Short task:
Select every line in the listing below that contains the string "jacket", and copy each matching line in full. The match is case-sensitive.

Dataset extract:
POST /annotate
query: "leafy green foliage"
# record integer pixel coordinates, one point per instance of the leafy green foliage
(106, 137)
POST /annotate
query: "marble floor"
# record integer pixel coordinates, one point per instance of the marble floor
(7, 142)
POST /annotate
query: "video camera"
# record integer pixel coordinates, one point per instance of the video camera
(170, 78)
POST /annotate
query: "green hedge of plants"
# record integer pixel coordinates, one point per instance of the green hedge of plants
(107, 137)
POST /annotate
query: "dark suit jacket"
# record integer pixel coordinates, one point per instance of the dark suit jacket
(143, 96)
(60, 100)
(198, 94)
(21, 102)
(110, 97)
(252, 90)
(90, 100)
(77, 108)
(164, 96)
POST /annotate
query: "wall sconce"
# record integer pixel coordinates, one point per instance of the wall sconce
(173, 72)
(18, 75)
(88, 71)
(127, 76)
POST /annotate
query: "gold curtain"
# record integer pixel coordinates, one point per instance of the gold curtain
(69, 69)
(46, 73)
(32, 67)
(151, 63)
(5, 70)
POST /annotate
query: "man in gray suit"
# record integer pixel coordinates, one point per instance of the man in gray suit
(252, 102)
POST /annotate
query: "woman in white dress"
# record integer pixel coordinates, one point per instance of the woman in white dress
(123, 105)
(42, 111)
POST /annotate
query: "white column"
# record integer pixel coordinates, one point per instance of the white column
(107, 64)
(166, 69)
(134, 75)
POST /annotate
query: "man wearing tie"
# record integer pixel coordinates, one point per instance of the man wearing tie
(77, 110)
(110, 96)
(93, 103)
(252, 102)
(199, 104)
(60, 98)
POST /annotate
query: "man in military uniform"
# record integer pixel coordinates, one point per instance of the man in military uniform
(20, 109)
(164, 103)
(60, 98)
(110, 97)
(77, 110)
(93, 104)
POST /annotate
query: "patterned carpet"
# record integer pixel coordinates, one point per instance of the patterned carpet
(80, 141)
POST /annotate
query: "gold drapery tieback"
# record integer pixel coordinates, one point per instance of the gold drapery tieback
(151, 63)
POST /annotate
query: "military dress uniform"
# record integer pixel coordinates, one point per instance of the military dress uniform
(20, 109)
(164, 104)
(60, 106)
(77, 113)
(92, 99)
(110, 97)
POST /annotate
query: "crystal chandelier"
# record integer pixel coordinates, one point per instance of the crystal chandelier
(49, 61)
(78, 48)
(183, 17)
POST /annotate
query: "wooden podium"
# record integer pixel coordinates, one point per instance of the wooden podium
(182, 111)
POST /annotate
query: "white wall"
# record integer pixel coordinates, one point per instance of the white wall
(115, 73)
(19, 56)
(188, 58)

Exercise answer:
query: "dark suit jacket"
# record integer pixel coordinates, one point per instance of the dark suit jacket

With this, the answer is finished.